◆ **LIST OF TASKS**:
1/ Translate the sentence "I like the idea of vacuum packing." from the forum thread on kibble freshness into French.
2/ Transcribe the passage of the forum thread on kibble freshness starting at "I read this" and ending at "pasta... (not chocolate!)".

◆ **SELECTED PASSAGE**:
━━━━
Sophy never liked kibble after the first week or so, and having read how quickly the sprayed on oils go rancid I am not surprised. A friend has resorted to vacuum packing small portions and freezing them, which is probably the best way of keeping it fresh.


----------



## Apricot mini momma (Dec 22, 2020)

PeggyTheParti said:


> Their kibble might be to blame:
> 
> _“Kibble lasts only 2-3 weeks once the bag is opened. That’s far shorter than the ‘Best Before’ date on the bag, which is usually at least a year. But that date applies to unopened bags of food. Once opened, food loses its nutritional value and the fats begin to oxidize and go rancid.”_
> 
> ...


I read this right after throwing out a whole Costco organic young chicken that we had baked for Beau because my husband left it out all night thinking that was ok, and looking down at Beau eating his kibble from a 2 month old bag. I like the idea of vacuum packing. It’s just cheaper to buy the big bag! Ugh things feel difficult this morning 😆🤪


----------



## Dianaleez (Dec 14, 2019)

Now we get to think about all the things that we open and use slowly - flour, rice, pasta... (not chocolate!)
━━━━
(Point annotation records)

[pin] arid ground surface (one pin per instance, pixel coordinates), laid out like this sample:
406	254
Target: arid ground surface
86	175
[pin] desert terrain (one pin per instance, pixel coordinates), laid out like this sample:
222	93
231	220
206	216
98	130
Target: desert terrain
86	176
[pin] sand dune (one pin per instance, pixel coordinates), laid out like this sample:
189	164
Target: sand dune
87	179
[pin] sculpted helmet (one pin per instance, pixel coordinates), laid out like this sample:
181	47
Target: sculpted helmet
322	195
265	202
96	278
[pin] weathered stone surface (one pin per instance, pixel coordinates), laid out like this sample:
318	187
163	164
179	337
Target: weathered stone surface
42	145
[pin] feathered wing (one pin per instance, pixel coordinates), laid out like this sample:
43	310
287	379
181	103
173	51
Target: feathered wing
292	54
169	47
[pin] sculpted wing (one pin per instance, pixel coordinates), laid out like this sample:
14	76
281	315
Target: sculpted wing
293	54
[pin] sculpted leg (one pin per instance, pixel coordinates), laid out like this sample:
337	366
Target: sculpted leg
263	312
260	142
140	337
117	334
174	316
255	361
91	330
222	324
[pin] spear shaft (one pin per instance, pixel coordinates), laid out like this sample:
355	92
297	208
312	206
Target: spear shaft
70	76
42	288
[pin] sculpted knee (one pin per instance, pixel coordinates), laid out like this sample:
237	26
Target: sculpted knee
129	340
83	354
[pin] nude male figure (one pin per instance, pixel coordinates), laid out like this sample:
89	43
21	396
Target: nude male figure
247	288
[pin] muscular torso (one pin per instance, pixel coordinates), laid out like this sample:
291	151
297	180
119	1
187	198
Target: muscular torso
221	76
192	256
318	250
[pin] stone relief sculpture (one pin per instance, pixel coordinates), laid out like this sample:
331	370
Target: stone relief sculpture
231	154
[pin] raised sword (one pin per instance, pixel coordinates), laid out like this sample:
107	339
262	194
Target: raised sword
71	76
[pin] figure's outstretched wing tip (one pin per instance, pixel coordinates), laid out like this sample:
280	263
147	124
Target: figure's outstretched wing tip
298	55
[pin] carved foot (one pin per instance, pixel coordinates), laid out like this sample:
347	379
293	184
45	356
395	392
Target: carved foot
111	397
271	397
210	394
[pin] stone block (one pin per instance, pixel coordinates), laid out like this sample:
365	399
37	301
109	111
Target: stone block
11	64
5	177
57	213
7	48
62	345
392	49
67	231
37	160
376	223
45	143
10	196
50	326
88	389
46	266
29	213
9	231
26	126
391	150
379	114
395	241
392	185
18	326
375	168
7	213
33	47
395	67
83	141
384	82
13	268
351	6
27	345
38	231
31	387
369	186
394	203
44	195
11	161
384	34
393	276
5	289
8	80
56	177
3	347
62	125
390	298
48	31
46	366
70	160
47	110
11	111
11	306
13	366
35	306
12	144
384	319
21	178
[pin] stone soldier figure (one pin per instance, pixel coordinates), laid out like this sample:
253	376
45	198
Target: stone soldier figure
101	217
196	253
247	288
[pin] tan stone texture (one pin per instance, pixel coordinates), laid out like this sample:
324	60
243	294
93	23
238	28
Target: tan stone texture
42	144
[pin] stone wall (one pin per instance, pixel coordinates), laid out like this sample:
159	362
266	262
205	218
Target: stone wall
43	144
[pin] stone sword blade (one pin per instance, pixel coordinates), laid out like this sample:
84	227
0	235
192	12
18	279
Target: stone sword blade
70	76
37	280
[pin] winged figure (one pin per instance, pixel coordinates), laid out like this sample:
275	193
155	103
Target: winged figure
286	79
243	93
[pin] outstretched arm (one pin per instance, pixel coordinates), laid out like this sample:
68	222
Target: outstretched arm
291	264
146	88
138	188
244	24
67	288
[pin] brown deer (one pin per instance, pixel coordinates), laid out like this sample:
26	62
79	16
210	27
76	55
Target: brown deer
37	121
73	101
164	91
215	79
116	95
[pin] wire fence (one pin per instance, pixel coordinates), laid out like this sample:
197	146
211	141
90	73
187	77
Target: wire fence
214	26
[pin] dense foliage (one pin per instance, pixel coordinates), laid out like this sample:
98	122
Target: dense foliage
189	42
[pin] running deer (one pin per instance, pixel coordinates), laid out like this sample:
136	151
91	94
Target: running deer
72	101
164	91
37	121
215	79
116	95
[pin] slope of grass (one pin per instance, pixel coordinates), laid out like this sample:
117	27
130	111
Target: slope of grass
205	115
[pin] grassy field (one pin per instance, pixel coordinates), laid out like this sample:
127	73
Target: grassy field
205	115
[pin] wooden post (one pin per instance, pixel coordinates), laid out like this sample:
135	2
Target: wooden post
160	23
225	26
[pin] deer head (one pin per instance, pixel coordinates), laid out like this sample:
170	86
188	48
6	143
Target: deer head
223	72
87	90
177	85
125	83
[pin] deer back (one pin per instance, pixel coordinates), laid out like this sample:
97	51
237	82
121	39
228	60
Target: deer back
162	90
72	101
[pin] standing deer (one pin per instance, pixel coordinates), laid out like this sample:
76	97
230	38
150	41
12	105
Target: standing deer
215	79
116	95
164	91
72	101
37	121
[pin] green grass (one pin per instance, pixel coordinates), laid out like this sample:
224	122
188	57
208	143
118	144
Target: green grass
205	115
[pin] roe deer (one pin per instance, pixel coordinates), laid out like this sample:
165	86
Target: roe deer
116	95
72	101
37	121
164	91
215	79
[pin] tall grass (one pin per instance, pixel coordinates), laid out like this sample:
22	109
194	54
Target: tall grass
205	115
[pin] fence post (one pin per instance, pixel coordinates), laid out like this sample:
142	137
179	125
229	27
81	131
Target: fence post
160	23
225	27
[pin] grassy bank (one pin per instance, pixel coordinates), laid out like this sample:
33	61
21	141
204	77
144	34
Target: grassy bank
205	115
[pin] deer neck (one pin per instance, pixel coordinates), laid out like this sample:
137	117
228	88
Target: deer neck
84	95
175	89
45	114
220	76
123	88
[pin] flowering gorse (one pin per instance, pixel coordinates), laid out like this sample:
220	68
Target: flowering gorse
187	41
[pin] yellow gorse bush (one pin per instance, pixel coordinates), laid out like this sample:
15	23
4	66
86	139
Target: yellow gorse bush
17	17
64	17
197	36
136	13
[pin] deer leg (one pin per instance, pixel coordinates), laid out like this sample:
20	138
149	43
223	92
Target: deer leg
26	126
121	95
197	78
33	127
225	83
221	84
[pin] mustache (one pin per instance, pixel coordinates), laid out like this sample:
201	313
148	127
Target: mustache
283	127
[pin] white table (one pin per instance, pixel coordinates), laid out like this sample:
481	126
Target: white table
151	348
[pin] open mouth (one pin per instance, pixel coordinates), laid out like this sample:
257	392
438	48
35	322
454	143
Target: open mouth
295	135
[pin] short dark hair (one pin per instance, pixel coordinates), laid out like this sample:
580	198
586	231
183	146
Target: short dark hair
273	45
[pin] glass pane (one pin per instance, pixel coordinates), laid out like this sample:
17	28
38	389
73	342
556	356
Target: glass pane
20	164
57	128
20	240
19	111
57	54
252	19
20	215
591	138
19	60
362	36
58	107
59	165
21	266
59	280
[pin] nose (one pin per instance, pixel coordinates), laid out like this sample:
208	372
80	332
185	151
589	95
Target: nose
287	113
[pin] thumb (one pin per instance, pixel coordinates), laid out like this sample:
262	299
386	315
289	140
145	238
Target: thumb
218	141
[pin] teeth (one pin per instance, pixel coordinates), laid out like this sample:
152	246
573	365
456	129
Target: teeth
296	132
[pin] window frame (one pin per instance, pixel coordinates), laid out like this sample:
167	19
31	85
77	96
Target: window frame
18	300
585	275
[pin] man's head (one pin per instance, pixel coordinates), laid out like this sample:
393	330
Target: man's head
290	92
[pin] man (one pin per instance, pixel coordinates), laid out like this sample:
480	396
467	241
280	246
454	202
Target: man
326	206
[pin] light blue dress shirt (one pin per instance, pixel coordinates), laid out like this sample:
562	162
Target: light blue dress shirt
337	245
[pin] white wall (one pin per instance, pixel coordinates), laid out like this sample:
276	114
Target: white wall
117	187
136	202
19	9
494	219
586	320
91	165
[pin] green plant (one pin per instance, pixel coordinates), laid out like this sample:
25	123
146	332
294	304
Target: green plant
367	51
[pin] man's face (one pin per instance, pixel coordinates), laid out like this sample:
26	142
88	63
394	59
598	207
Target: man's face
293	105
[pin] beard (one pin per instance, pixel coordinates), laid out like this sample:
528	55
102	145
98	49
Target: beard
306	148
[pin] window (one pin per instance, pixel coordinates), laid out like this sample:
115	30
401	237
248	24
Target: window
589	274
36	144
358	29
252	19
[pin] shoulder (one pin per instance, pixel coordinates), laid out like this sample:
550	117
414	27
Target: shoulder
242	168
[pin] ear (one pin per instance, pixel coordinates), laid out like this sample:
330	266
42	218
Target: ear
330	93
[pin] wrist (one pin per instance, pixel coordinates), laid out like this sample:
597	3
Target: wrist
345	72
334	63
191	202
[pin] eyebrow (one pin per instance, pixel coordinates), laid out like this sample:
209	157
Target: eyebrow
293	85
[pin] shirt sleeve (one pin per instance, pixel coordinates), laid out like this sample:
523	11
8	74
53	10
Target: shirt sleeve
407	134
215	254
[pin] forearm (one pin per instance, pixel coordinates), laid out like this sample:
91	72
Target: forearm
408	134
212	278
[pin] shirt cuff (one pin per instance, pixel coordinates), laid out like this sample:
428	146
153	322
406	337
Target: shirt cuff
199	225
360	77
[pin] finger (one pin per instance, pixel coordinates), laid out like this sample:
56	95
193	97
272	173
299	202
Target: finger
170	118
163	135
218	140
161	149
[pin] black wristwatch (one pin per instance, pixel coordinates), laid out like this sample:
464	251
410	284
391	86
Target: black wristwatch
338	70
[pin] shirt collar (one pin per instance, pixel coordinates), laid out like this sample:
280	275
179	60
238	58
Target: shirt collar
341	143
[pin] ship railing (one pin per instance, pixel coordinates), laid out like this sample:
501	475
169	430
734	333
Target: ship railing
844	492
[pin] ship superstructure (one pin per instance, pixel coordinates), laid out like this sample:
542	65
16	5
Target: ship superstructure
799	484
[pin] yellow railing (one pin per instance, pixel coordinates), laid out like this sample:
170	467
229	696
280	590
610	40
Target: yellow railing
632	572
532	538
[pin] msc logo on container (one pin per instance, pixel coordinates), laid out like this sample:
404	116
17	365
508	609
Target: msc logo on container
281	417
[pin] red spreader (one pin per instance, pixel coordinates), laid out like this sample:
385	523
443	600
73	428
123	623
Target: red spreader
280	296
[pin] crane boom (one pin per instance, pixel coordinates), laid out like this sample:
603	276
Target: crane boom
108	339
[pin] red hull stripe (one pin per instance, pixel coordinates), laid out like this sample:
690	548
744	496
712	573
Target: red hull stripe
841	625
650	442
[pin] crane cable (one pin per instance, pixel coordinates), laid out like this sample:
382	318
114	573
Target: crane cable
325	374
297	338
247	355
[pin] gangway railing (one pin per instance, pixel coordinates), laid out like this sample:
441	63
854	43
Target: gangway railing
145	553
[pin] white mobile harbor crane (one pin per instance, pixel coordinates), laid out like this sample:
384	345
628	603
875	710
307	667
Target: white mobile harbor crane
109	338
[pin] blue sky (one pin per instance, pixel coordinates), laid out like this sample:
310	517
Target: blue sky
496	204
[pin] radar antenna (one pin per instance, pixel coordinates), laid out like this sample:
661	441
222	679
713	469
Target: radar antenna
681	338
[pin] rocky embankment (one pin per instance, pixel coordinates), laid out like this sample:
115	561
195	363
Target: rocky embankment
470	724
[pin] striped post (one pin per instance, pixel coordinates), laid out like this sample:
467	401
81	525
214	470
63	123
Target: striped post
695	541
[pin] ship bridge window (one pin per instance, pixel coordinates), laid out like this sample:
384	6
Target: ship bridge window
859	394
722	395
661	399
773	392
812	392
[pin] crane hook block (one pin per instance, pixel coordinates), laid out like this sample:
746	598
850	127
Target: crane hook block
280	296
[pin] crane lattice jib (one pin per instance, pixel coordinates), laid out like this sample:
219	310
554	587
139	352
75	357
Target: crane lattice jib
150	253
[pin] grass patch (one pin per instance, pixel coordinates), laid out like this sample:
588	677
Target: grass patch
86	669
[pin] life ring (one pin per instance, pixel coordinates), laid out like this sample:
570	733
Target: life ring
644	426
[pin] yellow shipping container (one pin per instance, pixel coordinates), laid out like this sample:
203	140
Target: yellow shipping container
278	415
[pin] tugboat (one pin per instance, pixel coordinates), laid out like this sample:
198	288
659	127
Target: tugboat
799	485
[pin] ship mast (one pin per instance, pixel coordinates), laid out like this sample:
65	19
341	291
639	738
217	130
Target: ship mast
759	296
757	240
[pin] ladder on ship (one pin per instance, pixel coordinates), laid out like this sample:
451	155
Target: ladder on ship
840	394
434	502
━━━━
◆ **OUTPUTS BY TASK**:
1/ J'aime l'idée de l'emballage sous vide.

2/
I read this right after throwing out a whole Costco organic young chicken that we had baked for Beau because my husband left it out all night thinking that was ok, and looking down at Beau eating his kibble from a 2 month old bag. I like the idea of vacuum packing. It’s just cheaper to buy the big bag! Ugh things feel difficult this morning 😆🤪


----------



## Dianaleez (Dec 14, 2019)

Now we get to think about all the things that we open and use slowly - flour, rice, pasta... (not chocolate!)